WHAT IS EXPECTED -
In the records below, find every line that contains "clicks" and list it.

MATERIAL SHOWN -
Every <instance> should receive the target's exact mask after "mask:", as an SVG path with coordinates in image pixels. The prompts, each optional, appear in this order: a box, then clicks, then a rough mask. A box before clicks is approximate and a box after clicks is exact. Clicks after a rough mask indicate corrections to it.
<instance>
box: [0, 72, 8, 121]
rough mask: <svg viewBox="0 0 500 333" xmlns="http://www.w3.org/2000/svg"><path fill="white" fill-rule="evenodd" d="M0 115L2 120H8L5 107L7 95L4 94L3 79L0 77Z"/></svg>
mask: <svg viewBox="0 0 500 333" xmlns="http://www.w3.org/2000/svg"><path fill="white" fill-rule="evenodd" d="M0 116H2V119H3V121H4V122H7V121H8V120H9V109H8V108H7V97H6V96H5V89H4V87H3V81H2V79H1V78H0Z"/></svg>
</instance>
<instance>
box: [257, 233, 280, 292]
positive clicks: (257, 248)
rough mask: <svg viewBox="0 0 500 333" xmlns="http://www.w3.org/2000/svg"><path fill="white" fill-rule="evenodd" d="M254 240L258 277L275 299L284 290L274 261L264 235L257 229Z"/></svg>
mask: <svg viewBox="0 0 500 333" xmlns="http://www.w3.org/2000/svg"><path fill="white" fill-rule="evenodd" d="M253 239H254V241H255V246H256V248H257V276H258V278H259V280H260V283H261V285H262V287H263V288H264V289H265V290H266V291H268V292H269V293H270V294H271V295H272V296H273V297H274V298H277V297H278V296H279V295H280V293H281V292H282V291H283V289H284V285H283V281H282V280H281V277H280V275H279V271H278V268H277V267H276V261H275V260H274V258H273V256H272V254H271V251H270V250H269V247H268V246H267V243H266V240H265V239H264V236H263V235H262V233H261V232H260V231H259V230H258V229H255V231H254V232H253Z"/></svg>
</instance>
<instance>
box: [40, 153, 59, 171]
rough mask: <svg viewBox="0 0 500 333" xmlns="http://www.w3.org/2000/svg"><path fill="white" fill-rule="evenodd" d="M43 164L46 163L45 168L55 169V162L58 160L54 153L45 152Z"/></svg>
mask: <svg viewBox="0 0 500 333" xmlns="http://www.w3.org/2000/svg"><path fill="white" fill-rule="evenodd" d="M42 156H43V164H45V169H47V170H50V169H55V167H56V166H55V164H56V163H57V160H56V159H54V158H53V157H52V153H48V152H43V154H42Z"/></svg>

ANSWER SECTION -
Every <instance> should receive the target's exact mask after "mask:", as an SVG path with coordinates in image pixels. The prompts, each optional, appear in this order: a box, then clicks, then a rough mask. A box before clicks is approximate and a box after clicks is exact. Clicks after a rough mask indicate corrections to it.
positive clicks: (257, 248)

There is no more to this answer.